SELECTED EXTRACT –

5. Security and Design Rationale

   We are currently working on a security proof to better substantiate our
   security claims. Below is a short informal summary on the security of
   CGO and its design rationale.

5.1. Resistance to crypto-tagging attacks

   Protection against crypto-tagging attacks is provided by layers n-1 to
   1. This part of the scheme is based on the paradigm from [ADL17] which
   has the property that if any single bit of the OR's input is changed
   then all of the OR's output will be randomised. Specifically, if
   (Tf_I, Cf_I) is travelling in the forward direction and is processed by
   an honest node I, a single bit flip to either Tf_I or Cf_I will result
   in both Tf_{I+1} and Cf_{I+1} being completely randomised. In addition,
   the processing of (Tf_I, Cf_I) includes LTf_{I+1} so that any
   modification to (Tf_I, Cf_I) at time j will in turn randomise the value
   (Tf_{I+1}, Cf_{I+1}) at any time >= j . Thus once a circuit is tampered
   with it is not possible to recover from it at a later stage. This helps
   to protect against the standard crypto-tagging attack and variations
   thereof (Section 5.2 in [DS18]). A similar argument holds in the
   backward direction.


5.2. End-to-end authenticated encryption

   Layer n provides end-to-end authenticated encryption. Similar to the
   old protocol, this proposal only offers end-to-end authentication
   rather than per-hop authentication. However, CGO provides 128-bit
   authentication as opposed to the 32-bit authentication provided by the
   old protocol. A main observation underpinning the design of CGO is
   that the n'th layer does not need to be secure against the release of
   unverified plaintext (RUP). RUP security is only needed to protect
   against tagging attacks and the n'th layer does not help in that regard
   (but the layers below do). Consequently we employ a different scheme at
   the n'th layer which is designed to provide forward-secure
   authenticated encryption.

(Pointing and labeling entries)
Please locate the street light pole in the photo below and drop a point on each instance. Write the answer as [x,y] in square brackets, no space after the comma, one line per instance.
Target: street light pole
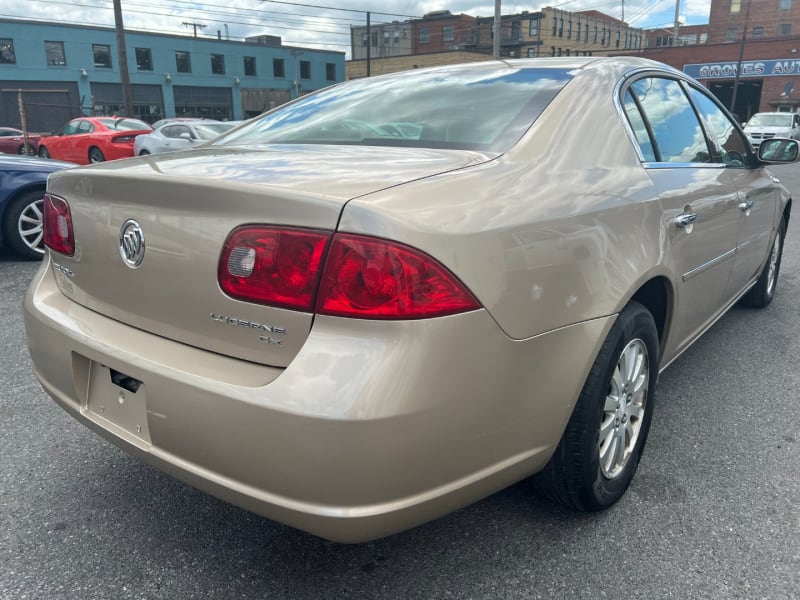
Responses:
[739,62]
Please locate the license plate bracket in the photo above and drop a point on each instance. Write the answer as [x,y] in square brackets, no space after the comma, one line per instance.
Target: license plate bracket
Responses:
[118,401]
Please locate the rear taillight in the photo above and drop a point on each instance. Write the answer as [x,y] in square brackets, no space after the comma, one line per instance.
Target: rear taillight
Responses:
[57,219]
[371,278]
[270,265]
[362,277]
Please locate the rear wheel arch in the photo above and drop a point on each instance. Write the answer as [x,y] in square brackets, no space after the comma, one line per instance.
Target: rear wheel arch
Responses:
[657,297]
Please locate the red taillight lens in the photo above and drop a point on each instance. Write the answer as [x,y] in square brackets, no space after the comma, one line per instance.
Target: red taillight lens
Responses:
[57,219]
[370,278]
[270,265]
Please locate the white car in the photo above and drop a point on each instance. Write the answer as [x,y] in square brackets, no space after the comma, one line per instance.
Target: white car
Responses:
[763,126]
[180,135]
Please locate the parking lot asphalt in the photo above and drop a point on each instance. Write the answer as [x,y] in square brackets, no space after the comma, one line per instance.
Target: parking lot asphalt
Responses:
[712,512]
--
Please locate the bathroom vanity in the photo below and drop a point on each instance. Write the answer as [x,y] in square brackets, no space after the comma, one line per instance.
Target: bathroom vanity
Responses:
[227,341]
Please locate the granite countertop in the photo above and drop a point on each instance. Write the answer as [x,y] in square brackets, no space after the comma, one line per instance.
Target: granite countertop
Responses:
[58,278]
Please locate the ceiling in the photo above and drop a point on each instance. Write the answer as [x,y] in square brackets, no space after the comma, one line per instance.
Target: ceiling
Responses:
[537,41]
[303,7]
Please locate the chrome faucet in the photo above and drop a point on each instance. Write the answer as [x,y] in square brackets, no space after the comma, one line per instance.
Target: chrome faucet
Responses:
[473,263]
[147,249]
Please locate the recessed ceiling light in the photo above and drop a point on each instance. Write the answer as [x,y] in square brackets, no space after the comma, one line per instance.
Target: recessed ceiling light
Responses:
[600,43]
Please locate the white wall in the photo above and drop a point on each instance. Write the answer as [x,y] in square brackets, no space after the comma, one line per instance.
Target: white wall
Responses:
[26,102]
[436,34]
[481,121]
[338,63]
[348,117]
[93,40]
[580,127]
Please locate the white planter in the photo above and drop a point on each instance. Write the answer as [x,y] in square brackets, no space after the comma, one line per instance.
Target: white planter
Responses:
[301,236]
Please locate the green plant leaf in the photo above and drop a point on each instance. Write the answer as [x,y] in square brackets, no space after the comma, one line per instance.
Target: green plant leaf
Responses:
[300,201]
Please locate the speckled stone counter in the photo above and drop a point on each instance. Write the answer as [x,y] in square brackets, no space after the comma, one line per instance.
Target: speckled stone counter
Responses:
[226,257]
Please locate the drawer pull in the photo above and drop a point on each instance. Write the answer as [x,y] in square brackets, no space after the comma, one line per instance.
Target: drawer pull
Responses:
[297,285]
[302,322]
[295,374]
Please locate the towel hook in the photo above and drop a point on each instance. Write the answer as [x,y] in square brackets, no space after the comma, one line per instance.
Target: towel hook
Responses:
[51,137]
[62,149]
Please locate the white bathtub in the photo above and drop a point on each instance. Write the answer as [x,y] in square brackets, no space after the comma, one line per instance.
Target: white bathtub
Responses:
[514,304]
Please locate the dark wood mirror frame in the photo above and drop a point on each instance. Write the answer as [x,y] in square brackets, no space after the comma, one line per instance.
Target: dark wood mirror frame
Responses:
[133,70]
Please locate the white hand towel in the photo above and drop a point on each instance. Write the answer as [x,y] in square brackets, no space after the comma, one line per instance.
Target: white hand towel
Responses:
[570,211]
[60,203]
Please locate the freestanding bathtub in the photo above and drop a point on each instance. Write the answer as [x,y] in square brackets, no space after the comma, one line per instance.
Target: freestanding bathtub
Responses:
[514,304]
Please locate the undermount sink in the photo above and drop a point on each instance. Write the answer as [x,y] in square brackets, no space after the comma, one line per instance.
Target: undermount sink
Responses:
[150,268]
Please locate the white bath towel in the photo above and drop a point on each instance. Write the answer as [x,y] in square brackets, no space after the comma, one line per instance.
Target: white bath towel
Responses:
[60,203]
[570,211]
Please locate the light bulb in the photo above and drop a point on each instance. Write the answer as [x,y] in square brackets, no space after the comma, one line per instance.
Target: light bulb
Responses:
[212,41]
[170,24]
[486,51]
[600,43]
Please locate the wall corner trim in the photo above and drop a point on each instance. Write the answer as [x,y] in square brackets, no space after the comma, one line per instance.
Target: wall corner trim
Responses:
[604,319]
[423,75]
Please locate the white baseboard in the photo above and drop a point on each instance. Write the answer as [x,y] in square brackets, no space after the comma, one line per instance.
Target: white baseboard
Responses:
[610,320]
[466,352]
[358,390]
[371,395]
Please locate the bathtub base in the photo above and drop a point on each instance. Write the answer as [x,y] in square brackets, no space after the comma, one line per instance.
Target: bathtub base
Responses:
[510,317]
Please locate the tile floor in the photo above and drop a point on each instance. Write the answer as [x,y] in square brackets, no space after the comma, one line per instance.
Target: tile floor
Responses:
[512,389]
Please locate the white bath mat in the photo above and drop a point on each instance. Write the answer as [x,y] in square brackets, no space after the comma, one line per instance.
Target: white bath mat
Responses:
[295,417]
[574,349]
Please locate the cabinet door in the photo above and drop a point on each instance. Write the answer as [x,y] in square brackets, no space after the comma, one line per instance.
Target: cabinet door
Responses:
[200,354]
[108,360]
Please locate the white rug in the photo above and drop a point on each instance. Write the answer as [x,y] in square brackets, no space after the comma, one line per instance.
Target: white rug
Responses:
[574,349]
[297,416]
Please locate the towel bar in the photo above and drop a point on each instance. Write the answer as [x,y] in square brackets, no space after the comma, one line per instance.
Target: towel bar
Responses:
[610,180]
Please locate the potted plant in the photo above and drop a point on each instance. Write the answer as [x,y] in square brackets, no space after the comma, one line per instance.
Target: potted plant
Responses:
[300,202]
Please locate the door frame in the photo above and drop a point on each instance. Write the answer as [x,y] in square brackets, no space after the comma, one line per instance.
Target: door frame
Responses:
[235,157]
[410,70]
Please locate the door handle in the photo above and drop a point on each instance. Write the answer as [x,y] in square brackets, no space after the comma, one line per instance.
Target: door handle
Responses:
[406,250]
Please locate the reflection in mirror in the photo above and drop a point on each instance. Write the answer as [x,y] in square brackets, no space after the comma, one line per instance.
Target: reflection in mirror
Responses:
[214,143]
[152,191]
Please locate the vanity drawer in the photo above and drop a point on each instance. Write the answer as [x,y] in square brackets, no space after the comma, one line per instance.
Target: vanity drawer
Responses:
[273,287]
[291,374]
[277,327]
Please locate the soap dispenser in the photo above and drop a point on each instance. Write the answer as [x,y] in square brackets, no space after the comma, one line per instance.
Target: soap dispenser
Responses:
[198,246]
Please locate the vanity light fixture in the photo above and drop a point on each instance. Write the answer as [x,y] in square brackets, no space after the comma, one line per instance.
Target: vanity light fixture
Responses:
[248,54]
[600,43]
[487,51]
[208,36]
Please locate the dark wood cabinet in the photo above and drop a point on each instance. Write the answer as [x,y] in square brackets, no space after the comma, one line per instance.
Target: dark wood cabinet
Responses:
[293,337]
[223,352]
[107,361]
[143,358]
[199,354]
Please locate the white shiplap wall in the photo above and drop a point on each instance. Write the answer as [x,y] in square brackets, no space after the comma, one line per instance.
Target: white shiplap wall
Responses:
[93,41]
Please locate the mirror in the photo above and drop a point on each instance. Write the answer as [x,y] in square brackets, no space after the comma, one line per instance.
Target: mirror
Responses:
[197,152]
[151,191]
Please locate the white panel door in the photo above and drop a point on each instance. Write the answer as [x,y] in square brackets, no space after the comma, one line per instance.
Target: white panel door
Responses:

REQUIRED ACTIONS –
1 – Answer the following from the CGO security section:
(a) Which layers provide protection against crypto-tagging attacks?
(b) How many bits of authentication does CGO provide, and how many did the old protocol provide?
(c) What is the scheme at the n'th layer designed to provide?
2 – Report every line of the records in which the string "lens" appears, treating uppercase and lowercase as different.

EXERCISE SOLUTIONS –
1 –
(a) Layers n-1 to 1.
(b) CGO provides 128-bit authentication; the old protocol provided 32-bit authentication.
(c) Forward-secure authenticated encryption.

2 –
Please locate the red taillight lens in the photo above and drop a point on each instance. Write the answer as [x,y] in square brackets, no space after the comma, one line per instance.
Target: red taillight lens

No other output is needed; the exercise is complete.